To do.
1. What does the text on North Korea's ties to Middle East militias say in the stretch from "North Korea’s rebuttals" through "equipment and civilians."? Quote it word for word.
2. How might the text on North Korea's ties to Middle East militias go on from its last sentence? Write the next part.

North Korea’s Covert Alliance With Iran Aligned Militias in the Middle East

Dr. Samuel Ramani examines North Korea’s support for militant non-state actors in the Middle East, including its links with Hamas

By  Samuel Ramani

Since Hamas carried out its deadly terrorist attacks against Israel on October 7, there has been intense scrutiny of the Palestinian militant group’s use of North Korean military technology. On October 16, Israeli Ambassador to South Korea Akiva Tor expressed concern that Hamas had used North Korean weapons against Israel and vowed to destroy North Korean weapons stocks in the Gaza Strip. The next day, a senior official from South Korea’s Joint Chiefs of Staff claimed that “Hamas is believed to be directly or indirectly linked to North Korea in various areas, such as the weapons trade, tactical guidance and training.”

North Korea’s state Korea Central News Agency (KCNA) called allegations that it armed Hamas “a groundless and false rumor” and accused the US of fomenting this conspiracy to deflect from its own complicity in the Gaza War. Pyongyang’s insinuation that the US was behind these reports was misleading, as US National Security Council spokesperson John Kirby stated that he could not confirm that North Korea armed Hamas.

North Korea’s denials also belied mounting contradictory evidence. Israel has reportedly captured a North Korean F-7 rocket-propelled grenade from Hamas’s arsenal. The F-7 is a shoulder-fired grenade used against armored vehicles and is another name for North Korea’s RPG-7 launcher. A South Korean official alleges that North Korean Bang-122 artillery shells were found on the Israel-Gaza border and a Hamas-aligned Palestinian militant group possesses North Korean-made 122-mm multiple rocket launchers.

North Korea’s rebuttals are further undermined by its long history of supplying arms to militant non-state actors in the Middle East. As an extension of its long-standing security partnership with Iran and Syria, North Korean military technology has reached Hamas, Lebanon’s Hezbollah, and Yemen’s Houthi rebels. As Iran and its proxy militias threaten a multi-front war against Israel, North Korean weapons could periodically surface and inflict damage on Israeli equipment and civilians.

Labeled-object pointing items.
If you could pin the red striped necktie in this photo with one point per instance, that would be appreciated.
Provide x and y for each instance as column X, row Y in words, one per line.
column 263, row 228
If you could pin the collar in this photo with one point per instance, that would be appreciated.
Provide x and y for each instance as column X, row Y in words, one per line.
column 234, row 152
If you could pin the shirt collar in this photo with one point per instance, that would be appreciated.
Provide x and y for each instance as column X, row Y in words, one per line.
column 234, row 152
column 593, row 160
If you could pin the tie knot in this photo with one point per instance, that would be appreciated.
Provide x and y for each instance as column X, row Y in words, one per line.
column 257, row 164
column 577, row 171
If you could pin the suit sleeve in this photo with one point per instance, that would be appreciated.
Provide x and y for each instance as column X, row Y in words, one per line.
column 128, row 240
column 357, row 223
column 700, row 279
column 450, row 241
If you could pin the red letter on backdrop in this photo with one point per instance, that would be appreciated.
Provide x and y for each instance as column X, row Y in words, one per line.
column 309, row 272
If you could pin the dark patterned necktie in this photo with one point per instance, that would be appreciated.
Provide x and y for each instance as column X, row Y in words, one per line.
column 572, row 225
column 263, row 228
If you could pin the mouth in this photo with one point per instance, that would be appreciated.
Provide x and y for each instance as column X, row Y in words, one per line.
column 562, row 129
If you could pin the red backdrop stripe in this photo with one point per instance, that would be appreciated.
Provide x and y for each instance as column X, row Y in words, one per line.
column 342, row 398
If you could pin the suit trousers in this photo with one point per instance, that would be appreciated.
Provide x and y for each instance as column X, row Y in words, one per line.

The results.
1.
North Korea’s rebuttals are further undermined by its long history of supplying arms to militant non-state actors in the Middle East. As an extension of its long-standing security partnership with Iran and Syria, North Korean military technology has reached Hamas, Lebanon’s Hezbollah, and Yemen’s Houthi rebels. As Iran and its proxy militias threaten a multi-front war against Israel, North Korean weapons could periodically surface and inflict damage on Israeli equipment and civilians.

2.
North Korea’s Military Links with Hamas

Since the outbreak of war in the Gaza Strip, North Korean state media outlets have castigated Israel and whitewashed Hamas. On October 7, the KCNA claimed that “The Israeli military is going crazy over the oppression of the Palestinian people” and showcased Israel’s October 5 killing of two Palestinian resisters in the West Bank city of Toul Karm. On October 10, North Korea’s party daily newspaper, Rodong Sinmun, stated that the international community believed “Israel’s constant criminal acts against the Palestinian people” caused the war. North Korean state media omitted Hamas’s terrorist attacks from its coverage.

North Korea’s reiteration of Hamas’s narratives on the Gaza War aligns with its long-standing policy towards the Israel-Palestine conflict. North Korea does not maintain diplomatic relations with Israel, which it has described as an “imperialist satellite state,” and recognizes Palestinian sovereignty over the entirety of Israeli territory except the disputed Golan Heights. During the 2008-2009 and 2014 Gaza Wars, North Korea described Israel’s military actions as crimes against humanity and decried Palestinian civilian deaths.

North Korea’s support for Palestinian militant groups extends beyond rhetorical solidarity. During the 1970s and 1980s, Palestinian Liberation Organization (PLO) chairman Yasser Arafat courted Kim Il Sung and received a steady stream of North Korean weapons. North Korean intelligence officers provided training to Popular Front for the Liberation of Palestine (PFLP) commander George Habash and facilitated the PFLP-Japanese Red Army 1972 terrorist attack on Israel’s Lod Airport. North Korea’s links to Palestinian militant groups atrophied after the end of the Cold War, as the PLO pursued diplomacy with Israel and the Marxist-Leninist PFLP faded as a political force.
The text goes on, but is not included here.